Stored records:
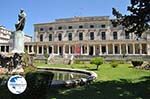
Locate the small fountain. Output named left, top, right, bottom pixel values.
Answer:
left=38, top=67, right=97, bottom=88
left=46, top=53, right=97, bottom=87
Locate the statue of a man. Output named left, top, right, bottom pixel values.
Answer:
left=15, top=9, right=26, bottom=31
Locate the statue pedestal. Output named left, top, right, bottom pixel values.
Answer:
left=11, top=31, right=24, bottom=53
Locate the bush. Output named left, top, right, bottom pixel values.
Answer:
left=132, top=61, right=143, bottom=67
left=22, top=51, right=30, bottom=66
left=111, top=60, right=118, bottom=68
left=118, top=60, right=126, bottom=64
left=24, top=66, right=37, bottom=74
left=90, top=57, right=104, bottom=70
left=74, top=60, right=84, bottom=64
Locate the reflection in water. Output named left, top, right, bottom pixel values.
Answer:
left=51, top=71, right=88, bottom=81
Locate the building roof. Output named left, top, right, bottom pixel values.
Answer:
left=34, top=16, right=110, bottom=26
left=24, top=34, right=32, bottom=38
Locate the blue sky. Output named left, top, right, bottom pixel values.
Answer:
left=0, top=0, right=130, bottom=37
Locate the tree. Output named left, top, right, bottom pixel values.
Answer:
left=22, top=50, right=30, bottom=66
left=90, top=57, right=104, bottom=70
left=112, top=0, right=150, bottom=39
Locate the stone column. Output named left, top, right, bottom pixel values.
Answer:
left=126, top=44, right=128, bottom=54
left=63, top=45, right=65, bottom=55
left=87, top=44, right=89, bottom=55
left=5, top=46, right=7, bottom=52
left=57, top=45, right=60, bottom=55
left=133, top=43, right=135, bottom=54
left=52, top=45, right=54, bottom=54
left=69, top=45, right=71, bottom=54
left=80, top=45, right=83, bottom=55
left=139, top=44, right=142, bottom=55
left=113, top=44, right=115, bottom=55
left=147, top=44, right=150, bottom=55
left=119, top=44, right=122, bottom=54
left=106, top=44, right=108, bottom=55
left=32, top=45, right=34, bottom=53
left=42, top=46, right=44, bottom=55
left=93, top=45, right=96, bottom=55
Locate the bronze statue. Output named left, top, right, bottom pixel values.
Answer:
left=15, top=9, right=26, bottom=31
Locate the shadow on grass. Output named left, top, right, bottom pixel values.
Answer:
left=0, top=76, right=150, bottom=99
left=47, top=76, right=150, bottom=99
left=86, top=68, right=98, bottom=71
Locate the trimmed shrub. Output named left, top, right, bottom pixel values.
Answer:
left=90, top=57, right=104, bottom=70
left=111, top=60, right=118, bottom=68
left=132, top=61, right=143, bottom=67
left=24, top=66, right=37, bottom=74
left=118, top=60, right=126, bottom=64
left=74, top=60, right=85, bottom=64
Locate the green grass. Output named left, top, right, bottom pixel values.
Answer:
left=34, top=62, right=150, bottom=99
left=0, top=62, right=149, bottom=99
left=35, top=62, right=150, bottom=82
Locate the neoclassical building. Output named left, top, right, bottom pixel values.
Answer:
left=24, top=16, right=150, bottom=59
left=0, top=26, right=12, bottom=52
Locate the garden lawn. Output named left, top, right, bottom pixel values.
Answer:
left=35, top=62, right=150, bottom=99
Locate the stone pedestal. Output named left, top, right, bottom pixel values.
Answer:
left=11, top=30, right=24, bottom=53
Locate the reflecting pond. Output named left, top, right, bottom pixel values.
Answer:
left=51, top=71, right=88, bottom=81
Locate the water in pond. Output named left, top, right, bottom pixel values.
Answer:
left=50, top=71, right=88, bottom=81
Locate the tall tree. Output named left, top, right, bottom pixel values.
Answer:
left=112, top=0, right=150, bottom=39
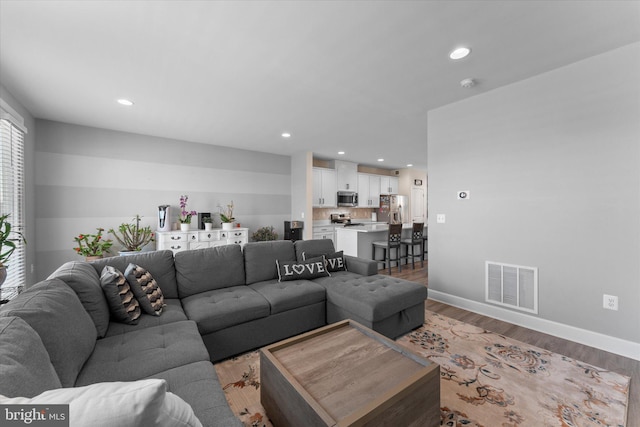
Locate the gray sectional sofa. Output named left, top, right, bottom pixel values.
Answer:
left=0, top=239, right=427, bottom=427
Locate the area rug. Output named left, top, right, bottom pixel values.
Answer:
left=214, top=310, right=630, bottom=427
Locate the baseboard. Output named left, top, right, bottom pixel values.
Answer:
left=428, top=290, right=640, bottom=362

#### HOW TO COMPLETE THIS TASK:
Search the data and copy each line containing "building".

#### ANSWER BELOW:
Locate the building roof. Output named left, top, right, bottom pixel values.
Locate the neoclassical building. Output named left, top, right, bottom pixel values.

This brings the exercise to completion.